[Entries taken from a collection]
»»

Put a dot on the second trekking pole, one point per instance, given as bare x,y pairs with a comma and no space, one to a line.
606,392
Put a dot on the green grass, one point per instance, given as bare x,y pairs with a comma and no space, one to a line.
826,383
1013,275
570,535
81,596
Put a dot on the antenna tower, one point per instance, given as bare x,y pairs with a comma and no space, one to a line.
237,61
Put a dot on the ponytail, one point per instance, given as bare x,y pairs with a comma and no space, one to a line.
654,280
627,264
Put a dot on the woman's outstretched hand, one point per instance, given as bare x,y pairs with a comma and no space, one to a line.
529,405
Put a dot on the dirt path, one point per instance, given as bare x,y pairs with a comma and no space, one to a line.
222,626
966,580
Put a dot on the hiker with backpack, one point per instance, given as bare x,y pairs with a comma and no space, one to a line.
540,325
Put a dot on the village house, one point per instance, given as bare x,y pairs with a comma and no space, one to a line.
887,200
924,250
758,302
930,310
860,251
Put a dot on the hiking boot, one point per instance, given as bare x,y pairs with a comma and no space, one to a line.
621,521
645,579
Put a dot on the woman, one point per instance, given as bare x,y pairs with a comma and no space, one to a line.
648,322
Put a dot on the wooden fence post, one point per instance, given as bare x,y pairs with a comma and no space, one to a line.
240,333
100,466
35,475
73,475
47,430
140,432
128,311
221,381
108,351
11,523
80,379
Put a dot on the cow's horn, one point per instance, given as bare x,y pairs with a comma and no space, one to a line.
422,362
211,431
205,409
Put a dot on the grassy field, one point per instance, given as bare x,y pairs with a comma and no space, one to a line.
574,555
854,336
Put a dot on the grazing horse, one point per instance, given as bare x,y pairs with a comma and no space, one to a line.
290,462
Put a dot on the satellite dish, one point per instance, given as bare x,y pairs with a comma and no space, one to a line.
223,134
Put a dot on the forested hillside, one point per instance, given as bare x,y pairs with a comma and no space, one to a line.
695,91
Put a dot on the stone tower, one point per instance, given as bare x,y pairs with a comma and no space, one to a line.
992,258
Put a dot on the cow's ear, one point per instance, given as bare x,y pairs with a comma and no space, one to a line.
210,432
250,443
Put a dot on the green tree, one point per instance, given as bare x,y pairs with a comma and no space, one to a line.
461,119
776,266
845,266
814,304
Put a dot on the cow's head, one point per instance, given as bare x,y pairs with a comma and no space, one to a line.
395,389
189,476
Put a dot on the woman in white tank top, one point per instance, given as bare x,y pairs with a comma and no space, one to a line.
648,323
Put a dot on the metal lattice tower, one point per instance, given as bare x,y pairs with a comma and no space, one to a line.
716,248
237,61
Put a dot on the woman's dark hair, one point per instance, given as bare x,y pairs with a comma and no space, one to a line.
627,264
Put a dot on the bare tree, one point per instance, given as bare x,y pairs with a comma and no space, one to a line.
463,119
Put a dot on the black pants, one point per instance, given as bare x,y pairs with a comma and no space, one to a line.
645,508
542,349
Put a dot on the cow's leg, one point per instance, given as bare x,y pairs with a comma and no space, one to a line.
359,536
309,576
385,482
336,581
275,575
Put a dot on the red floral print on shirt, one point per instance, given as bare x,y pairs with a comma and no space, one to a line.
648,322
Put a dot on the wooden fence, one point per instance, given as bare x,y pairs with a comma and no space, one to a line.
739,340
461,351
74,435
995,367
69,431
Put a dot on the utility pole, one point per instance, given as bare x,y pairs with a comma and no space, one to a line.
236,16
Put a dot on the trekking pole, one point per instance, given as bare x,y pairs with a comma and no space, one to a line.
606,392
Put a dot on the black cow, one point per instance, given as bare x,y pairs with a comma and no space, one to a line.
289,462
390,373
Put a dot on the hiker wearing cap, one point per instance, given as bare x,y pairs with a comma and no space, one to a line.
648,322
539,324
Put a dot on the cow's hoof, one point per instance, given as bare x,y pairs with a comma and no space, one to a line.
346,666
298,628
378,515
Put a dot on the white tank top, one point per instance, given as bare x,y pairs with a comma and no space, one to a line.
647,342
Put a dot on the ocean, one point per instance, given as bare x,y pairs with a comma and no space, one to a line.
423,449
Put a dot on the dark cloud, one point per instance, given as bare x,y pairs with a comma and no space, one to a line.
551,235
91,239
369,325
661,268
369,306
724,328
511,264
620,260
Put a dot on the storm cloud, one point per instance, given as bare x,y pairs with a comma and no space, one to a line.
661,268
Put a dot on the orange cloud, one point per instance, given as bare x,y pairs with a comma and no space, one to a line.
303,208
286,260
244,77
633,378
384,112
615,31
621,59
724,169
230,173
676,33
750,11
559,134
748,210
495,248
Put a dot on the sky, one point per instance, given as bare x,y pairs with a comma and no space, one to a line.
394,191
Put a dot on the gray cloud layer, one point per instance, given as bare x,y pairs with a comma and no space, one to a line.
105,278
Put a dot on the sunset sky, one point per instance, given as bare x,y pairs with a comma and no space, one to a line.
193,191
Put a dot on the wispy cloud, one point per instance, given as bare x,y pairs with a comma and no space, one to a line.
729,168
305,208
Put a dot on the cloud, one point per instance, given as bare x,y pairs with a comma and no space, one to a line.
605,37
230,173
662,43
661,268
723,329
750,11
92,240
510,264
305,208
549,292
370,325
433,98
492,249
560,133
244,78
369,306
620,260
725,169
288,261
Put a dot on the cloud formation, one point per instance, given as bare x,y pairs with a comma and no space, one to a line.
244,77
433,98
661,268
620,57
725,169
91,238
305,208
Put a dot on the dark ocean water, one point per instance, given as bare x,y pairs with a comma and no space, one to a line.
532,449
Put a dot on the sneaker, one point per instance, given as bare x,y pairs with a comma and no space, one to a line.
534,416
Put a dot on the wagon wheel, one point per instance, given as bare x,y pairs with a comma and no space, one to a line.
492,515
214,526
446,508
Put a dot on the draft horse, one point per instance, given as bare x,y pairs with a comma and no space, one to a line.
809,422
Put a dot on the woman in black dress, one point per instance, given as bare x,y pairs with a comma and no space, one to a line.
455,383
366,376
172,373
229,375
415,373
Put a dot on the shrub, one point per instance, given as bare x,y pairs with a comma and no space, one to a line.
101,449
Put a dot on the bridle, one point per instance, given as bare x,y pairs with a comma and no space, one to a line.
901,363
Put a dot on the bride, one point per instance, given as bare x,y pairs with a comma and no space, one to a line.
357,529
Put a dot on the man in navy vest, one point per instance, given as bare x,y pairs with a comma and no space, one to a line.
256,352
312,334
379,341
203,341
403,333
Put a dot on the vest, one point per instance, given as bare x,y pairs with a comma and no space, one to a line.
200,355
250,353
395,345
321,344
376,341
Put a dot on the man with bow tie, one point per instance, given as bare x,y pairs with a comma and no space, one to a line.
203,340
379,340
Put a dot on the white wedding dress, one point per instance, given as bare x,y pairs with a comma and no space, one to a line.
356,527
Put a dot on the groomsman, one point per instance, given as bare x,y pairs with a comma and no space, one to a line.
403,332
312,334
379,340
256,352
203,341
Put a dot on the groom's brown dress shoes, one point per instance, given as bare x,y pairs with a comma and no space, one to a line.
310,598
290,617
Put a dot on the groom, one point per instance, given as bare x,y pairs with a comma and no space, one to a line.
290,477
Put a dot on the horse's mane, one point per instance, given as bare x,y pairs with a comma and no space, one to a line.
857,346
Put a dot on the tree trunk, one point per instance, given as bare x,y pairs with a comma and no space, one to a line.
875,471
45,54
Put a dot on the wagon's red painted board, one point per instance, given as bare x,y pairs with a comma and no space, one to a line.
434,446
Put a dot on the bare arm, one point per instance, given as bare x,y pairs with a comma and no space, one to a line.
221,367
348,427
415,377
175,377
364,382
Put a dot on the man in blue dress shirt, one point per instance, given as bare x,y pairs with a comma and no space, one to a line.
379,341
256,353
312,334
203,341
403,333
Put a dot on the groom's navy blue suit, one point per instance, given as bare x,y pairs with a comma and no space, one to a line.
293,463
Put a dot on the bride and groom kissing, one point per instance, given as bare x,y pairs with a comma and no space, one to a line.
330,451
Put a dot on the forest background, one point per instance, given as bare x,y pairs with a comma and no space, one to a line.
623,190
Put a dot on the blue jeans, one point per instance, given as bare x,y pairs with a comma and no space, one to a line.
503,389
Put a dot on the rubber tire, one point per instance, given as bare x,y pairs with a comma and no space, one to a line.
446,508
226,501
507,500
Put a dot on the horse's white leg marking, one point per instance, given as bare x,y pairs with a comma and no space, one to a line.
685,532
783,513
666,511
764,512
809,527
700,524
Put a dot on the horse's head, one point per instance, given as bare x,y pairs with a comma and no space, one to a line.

««

_Requirement_
Output must be limited to the lines beginning with the one that contains "Put a dot on the rubber" and ending with the last line of the entries, reproduced exactly.

_Expected output_
Put a dot on the rubber tire, one point per instance, given as bare x,y pairs with a comma and no space, one to a line.
446,508
226,501
507,500
Put a dot on the horse's white leg marking, one point per instance, given as bare x,y pairs with a comma and no space, one to a line.
685,532
783,513
666,511
764,512
809,527
700,524
Put a dot on the horse's head, one point per instance, given as bare x,y pairs with a comma and no space, one to a line.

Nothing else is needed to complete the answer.